[Point localization data]
╭──
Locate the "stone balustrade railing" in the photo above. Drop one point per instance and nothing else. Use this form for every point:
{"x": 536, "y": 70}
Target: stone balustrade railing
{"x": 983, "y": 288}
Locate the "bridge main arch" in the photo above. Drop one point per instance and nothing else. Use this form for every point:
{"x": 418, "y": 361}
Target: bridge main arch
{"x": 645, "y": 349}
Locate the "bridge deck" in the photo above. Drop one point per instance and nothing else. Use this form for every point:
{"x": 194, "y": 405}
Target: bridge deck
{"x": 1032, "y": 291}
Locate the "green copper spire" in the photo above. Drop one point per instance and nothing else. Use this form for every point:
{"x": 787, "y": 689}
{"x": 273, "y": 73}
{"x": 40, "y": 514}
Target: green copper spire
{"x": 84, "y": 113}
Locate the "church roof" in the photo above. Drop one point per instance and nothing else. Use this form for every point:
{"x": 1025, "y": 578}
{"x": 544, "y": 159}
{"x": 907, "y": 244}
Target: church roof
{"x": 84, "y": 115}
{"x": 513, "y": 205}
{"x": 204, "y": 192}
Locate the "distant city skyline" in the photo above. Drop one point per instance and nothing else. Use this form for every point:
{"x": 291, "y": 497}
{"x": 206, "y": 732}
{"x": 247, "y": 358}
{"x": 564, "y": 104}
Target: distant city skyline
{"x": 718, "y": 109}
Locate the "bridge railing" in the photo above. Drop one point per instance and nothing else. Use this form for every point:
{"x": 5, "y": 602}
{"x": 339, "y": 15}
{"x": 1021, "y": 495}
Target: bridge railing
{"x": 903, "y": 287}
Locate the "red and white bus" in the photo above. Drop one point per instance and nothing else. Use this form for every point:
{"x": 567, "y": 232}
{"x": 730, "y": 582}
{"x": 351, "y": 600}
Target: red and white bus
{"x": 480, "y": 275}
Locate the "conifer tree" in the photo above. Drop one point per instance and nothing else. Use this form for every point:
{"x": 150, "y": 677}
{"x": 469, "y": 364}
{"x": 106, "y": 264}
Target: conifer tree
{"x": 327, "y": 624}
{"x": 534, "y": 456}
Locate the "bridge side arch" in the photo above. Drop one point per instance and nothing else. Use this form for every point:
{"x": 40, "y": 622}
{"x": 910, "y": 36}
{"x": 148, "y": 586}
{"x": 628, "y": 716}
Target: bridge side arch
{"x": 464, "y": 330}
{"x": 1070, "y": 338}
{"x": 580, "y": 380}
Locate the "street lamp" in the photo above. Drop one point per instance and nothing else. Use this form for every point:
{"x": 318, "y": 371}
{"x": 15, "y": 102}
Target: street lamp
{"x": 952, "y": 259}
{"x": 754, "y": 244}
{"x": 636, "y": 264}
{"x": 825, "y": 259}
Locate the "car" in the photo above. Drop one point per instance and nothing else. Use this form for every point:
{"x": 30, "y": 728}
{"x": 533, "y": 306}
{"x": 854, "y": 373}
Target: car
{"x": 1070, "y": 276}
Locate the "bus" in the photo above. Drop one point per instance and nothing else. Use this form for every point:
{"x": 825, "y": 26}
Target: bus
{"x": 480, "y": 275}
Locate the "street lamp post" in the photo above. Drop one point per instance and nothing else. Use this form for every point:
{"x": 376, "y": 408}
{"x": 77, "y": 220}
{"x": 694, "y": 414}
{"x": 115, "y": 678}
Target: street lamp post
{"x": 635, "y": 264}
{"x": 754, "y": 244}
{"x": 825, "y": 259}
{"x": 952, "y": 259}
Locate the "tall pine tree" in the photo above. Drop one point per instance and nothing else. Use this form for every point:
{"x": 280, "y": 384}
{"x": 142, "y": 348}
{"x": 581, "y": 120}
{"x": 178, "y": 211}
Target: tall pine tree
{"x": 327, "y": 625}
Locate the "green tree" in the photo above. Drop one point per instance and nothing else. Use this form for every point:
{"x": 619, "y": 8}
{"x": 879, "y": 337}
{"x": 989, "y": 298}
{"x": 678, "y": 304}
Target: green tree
╰──
EXERCISE DESCRIPTION:
A complete, exact repeat of the records is the required answer.

TASK OUTPUT:
Locate the "stone balustrade railing" in the photo above. Drop one point per instance and nothing else. Use this form for every point:
{"x": 536, "y": 70}
Target: stone balustrade railing
{"x": 983, "y": 288}
Locate the "bridge main arch" in the photo above. Drop one point per instance and nothing else. Use this form for every point:
{"x": 418, "y": 361}
Target: bridge main arch
{"x": 645, "y": 349}
Locate the "bridge deck" in the photo above. Drop one point per instance and nothing else. Use this form for every point:
{"x": 194, "y": 405}
Target: bridge deck
{"x": 1032, "y": 291}
Locate the "green copper spire" in the photo above. Drop one point per instance and nothing else. Use this form for every point:
{"x": 787, "y": 689}
{"x": 273, "y": 73}
{"x": 40, "y": 514}
Target: green copper spire
{"x": 84, "y": 113}
Locate the "church roof" in the photo above. Drop one point per instance and nothing else. Use this form for every point:
{"x": 1025, "y": 578}
{"x": 544, "y": 159}
{"x": 907, "y": 244}
Target: church roof
{"x": 84, "y": 115}
{"x": 513, "y": 205}
{"x": 204, "y": 192}
Locate the "distant city skyline" in the photo above. Drop one point per instance and nothing else. Use this form for every point:
{"x": 291, "y": 497}
{"x": 206, "y": 732}
{"x": 247, "y": 358}
{"x": 564, "y": 104}
Target: distant city skyline
{"x": 718, "y": 109}
Locate the "bridge railing" in the photo above. Drop one point per instance and nothing else. Use this form for every point:
{"x": 5, "y": 602}
{"x": 339, "y": 15}
{"x": 1021, "y": 495}
Target: bridge railing
{"x": 903, "y": 287}
Locate the "red and white bus" in the photo above. Drop one point per instance and nothing else. Use this form for every point:
{"x": 567, "y": 232}
{"x": 730, "y": 582}
{"x": 351, "y": 600}
Target: red and white bus
{"x": 480, "y": 275}
Locate the "conifer tree" in the photo above. Drop one point per instance and nothing else. Use this form for every point:
{"x": 150, "y": 677}
{"x": 469, "y": 364}
{"x": 106, "y": 264}
Target: conifer tree
{"x": 327, "y": 624}
{"x": 534, "y": 456}
Locate the "bridge side arch" in the photo above. Drop one point per instance and nothing else. Use this form for every point:
{"x": 40, "y": 622}
{"x": 910, "y": 36}
{"x": 148, "y": 586}
{"x": 628, "y": 716}
Target: bridge side arch
{"x": 464, "y": 330}
{"x": 1070, "y": 338}
{"x": 580, "y": 380}
Locate the "street lamp" in the photo above. Drop one point per instance and nothing else. Use this form for every point:
{"x": 318, "y": 371}
{"x": 15, "y": 102}
Target: street lamp
{"x": 952, "y": 259}
{"x": 754, "y": 244}
{"x": 636, "y": 264}
{"x": 825, "y": 259}
Locate the "car" in the photo above. Drop one point per instance and nothing else. Use this form for every point:
{"x": 30, "y": 728}
{"x": 533, "y": 306}
{"x": 854, "y": 373}
Target: car
{"x": 1070, "y": 276}
Locate the "bus" in the photo above. Drop one point per instance and nothing else. Use this form for every point:
{"x": 825, "y": 26}
Target: bus
{"x": 480, "y": 275}
Locate the "street lamp post" in the photo above. Drop one point per instance and nothing else. Use this form for every point:
{"x": 376, "y": 408}
{"x": 77, "y": 220}
{"x": 694, "y": 414}
{"x": 115, "y": 678}
Target: street lamp post
{"x": 635, "y": 264}
{"x": 754, "y": 244}
{"x": 825, "y": 259}
{"x": 952, "y": 259}
Locate the "tall pine tree" in the photo above. Drop one point per instance and nothing else. Use this form for every point:
{"x": 280, "y": 384}
{"x": 142, "y": 348}
{"x": 581, "y": 120}
{"x": 178, "y": 211}
Target: tall pine tree
{"x": 327, "y": 625}
Locate the "green tree" in the photo above. Drop one point per instance and nothing else. Use this form for every point:
{"x": 619, "y": 8}
{"x": 879, "y": 337}
{"x": 989, "y": 298}
{"x": 678, "y": 304}
Target: green tree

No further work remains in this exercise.